━━━━━ Data for processing

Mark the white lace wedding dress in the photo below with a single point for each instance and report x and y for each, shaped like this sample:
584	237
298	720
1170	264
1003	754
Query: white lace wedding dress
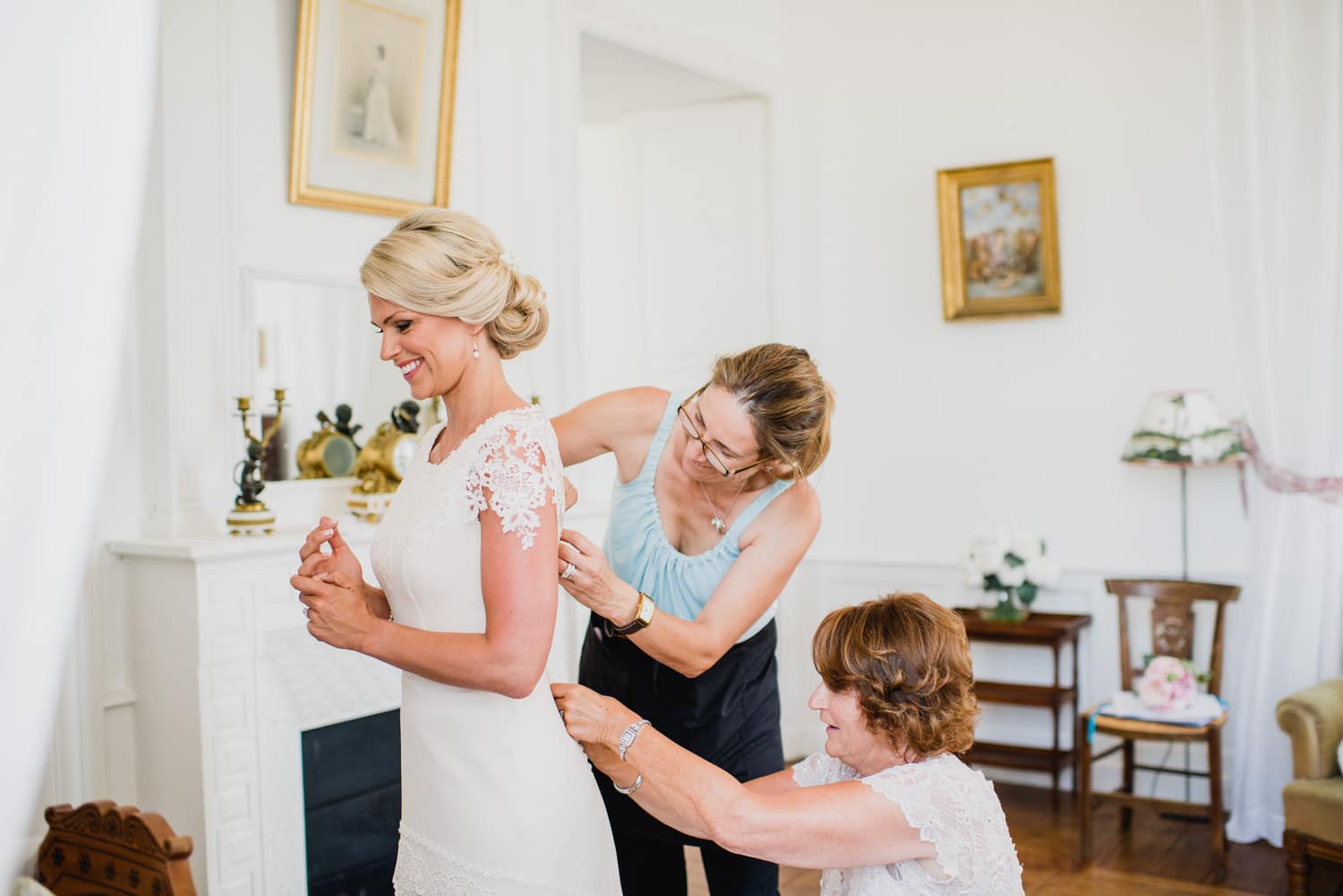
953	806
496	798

━━━━━━━━━━
━━━━━ Data for processing

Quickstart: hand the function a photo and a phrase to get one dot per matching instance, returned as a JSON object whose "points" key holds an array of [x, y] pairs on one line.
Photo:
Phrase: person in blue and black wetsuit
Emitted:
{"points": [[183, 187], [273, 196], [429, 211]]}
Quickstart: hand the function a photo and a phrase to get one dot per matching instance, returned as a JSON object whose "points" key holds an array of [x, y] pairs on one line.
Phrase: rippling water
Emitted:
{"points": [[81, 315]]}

━━━━━━━━━━
━━━━━ Data for processing

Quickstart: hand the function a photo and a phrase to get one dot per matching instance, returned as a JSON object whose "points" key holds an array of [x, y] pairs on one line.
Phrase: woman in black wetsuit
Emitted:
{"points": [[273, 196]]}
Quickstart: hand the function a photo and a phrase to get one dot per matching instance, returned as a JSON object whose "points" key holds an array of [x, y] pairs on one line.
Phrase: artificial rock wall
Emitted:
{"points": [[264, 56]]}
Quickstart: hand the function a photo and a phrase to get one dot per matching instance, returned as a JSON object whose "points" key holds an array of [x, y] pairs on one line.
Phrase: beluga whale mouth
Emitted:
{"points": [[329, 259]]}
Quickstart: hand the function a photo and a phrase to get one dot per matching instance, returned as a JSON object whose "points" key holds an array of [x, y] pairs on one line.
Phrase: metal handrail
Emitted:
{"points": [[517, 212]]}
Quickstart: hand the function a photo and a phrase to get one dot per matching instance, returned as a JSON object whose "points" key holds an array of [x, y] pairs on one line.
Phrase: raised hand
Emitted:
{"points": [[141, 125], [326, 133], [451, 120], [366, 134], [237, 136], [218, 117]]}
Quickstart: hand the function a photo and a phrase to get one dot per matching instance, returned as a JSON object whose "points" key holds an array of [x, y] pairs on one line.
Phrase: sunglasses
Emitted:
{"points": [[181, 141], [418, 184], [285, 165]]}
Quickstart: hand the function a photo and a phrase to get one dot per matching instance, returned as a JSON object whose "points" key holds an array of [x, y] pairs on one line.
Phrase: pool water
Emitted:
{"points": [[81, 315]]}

━━━━━━━━━━

A number is the only answer here: how many lines of the material above contain "water"?

2